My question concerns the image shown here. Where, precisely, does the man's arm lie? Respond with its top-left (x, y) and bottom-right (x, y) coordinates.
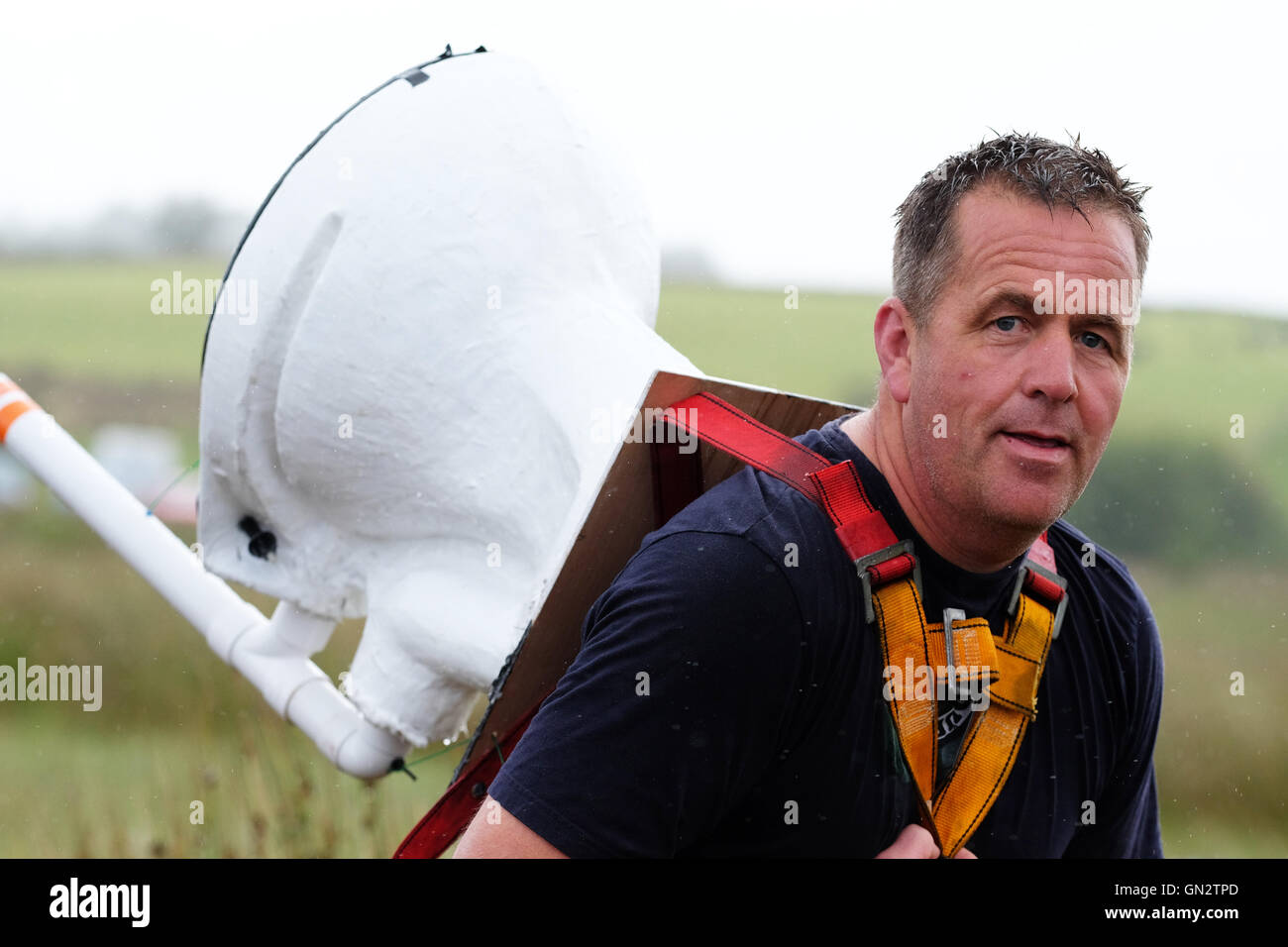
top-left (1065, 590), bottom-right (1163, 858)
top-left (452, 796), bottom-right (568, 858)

==================================================

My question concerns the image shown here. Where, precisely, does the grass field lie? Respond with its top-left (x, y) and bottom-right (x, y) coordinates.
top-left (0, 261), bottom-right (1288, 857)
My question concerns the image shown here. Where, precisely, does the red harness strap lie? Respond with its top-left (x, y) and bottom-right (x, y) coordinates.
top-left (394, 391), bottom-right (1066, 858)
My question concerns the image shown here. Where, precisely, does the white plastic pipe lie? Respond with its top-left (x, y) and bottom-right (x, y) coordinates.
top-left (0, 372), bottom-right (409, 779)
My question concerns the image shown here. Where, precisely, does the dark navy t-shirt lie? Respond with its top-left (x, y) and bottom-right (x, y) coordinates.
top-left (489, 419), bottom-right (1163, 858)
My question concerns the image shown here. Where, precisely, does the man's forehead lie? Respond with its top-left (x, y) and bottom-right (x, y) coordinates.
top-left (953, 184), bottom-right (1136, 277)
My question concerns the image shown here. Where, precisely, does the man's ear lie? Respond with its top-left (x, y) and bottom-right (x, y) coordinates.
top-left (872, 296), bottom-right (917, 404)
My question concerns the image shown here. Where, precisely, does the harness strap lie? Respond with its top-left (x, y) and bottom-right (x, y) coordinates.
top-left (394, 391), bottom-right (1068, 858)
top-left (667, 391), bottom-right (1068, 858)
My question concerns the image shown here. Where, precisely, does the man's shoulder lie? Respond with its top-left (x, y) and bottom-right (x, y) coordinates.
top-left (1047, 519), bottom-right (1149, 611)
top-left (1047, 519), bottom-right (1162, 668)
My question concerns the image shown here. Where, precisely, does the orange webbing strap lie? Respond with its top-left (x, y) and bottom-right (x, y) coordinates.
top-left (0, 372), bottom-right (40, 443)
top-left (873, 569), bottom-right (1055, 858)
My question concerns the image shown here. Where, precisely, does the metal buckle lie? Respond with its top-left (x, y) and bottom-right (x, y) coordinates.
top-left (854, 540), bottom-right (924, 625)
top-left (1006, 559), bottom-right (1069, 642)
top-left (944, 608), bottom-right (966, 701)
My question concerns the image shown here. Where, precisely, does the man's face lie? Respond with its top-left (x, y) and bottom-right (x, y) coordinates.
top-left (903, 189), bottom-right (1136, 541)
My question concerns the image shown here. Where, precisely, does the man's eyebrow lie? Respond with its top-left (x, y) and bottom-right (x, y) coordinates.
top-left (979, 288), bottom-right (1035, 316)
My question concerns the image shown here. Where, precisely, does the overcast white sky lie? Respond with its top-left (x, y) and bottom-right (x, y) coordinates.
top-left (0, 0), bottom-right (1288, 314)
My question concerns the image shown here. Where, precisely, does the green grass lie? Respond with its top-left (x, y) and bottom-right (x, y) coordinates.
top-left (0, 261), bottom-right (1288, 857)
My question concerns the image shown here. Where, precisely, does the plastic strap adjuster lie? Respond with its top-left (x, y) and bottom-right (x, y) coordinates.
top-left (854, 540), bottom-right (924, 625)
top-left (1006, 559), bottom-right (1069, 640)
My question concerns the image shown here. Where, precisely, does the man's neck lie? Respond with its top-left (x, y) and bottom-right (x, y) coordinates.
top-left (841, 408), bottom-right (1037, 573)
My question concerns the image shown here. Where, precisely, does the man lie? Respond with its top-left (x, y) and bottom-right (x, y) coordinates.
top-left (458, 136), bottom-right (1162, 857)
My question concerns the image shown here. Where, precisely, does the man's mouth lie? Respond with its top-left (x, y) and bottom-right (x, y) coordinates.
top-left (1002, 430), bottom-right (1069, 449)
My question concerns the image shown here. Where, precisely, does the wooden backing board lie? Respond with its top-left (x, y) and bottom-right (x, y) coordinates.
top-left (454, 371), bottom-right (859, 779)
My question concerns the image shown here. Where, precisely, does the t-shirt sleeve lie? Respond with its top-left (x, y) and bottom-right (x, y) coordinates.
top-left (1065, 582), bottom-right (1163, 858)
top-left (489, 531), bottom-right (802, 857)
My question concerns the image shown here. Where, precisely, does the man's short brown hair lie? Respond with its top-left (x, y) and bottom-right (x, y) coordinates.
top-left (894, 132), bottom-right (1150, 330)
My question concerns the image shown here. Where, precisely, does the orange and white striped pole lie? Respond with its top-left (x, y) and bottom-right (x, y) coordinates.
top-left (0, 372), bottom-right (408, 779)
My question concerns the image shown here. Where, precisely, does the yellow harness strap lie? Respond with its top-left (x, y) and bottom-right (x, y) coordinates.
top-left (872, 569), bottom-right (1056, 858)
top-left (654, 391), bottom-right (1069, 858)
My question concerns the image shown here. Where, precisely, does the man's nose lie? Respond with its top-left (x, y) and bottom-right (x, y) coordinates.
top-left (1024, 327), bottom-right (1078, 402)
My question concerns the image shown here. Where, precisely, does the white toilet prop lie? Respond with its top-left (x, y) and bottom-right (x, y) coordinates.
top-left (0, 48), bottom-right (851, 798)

==================================================

## Set task
Print the lines of the material above again word for word, beginning at the line that contains "the white plastic" and stopping after the line that contains "top-left (872, 296), bottom-right (917, 404)".

## Problem solution
My question concerns the image shown here. Where, precisely, does the white plastic pipe lie? Respond with its top-left (x, y) and bottom-right (x, y) coordinates.
top-left (0, 372), bottom-right (409, 779)
My question concerns the image shown here. Where, precisely, does the dark navy t-shirt lie? Respond with its top-left (x, y) and bottom-right (x, y) coordinates.
top-left (489, 419), bottom-right (1163, 858)
My question concerns the image shown here. Where, precisely, does the man's forehead lie? Respond with its top-left (x, y) and bottom-right (x, y) coordinates.
top-left (953, 184), bottom-right (1136, 277)
My question concerns the image shown here. Where, precisely, does the man's ear lie? Respond with its top-left (x, y) and bottom-right (x, y) coordinates.
top-left (872, 296), bottom-right (917, 404)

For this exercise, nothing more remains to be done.